┌─ Excerpted passage

National Farmers' Union
- Abbreviation: NFU
- Predecessor: Lincolnshire Farmers' Union
- Founded: 1908; 118 years ago
- Type: Employer association
- Headquarters: Agriculture House, Stoneleigh Park, Stoneleigh, Warwickshire, England, CV8 2TZ
- Location(s): England and Wales;
- Members: 45,000 farming and growing businesses
- President: Tom Bradshaw
- Deputy President: Paul Tompkins
- Vice President: Robyn Munt
- Director General: Sophie Throup
- Affiliations: NFU Mutual Insurance Sister organisations: National Farmers' Union of Scotland; Ulster Farmers' Union;
- Website: Official website

= National Farmers' Union of England and Wales =

Farming employer association and trade association in England and Wales

The National Farmers' Union (NFU) is an employer association representing farming and growing businesses within England and Wales.

The NFU originated as the Lincolnshire Farmers' Union (LFU) which was founded in 1904. Over the next four years, similar farmers' organisations were established in neighbouring counties. In 1908, these organisations formed the current National Farmers' Union. Colin Campbell was its first president.

The organisation has been led by Tom Bradshaw as president since 2024.

==History==

=== Background tensions ===
The late 19th century coincided with increased struggle between three main groups:
- farmworkers, those farming on land on which they had no control over;
- tenant farmers, those renting the land to farm; and
- landowners, those owning the agricultural land.

The rise of the labour movement saw farmworkers organise agricultural trade unions such as the Lincolnshire Labour League (Note: Later known as the Amalgamated Labour League) and the Warwickshire Agricultural Labourers Union. (Note: Known later as the National Agricultural Labourers Union) These unions initially achieved modest victories and growth, but a series of unsuccessful attempts to use collective action resulted in the decline and dissolution of early farmworkers' unions.

└─

▶ Action item: From the article on the National Farmers' Union, extract everything from "The rise of" down to "early farmworkers' unions.", copied word for word.

┌─ Data for analysis

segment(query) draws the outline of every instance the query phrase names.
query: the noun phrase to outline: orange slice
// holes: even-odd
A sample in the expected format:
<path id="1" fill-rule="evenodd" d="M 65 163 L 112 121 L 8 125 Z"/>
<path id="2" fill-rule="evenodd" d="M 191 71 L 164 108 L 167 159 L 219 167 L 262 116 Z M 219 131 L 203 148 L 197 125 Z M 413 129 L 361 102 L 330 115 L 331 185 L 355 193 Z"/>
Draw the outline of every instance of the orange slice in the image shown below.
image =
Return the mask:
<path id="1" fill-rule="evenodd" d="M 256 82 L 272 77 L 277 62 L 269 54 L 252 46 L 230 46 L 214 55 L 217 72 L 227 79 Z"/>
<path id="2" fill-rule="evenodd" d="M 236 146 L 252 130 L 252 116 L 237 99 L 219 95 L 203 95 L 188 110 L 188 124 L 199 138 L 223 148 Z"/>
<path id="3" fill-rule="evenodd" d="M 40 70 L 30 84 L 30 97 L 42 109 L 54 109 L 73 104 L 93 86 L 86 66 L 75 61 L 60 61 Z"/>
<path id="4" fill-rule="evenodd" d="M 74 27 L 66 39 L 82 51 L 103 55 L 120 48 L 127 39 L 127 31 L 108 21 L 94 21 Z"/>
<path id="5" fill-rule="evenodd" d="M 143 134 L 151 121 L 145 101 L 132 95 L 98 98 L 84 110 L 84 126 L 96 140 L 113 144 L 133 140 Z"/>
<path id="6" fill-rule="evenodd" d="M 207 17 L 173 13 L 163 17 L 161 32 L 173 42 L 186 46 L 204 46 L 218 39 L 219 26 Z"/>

└─

▶ Task output:
The rise of the labour movement saw farmworkers organise agricultural trade unions such as the Lincolnshire Labour League (Note: Later known as the Amalgamated Labour League) and the Warwickshire Agricultural Labourers Union. (Note: Known later as the National Agricultural Labourers Union) These unions initially achieved modest victories and growth, but a series of unsuccessful attempts to use collective action resulted in the decline and dissolution of early farmworkers' unions.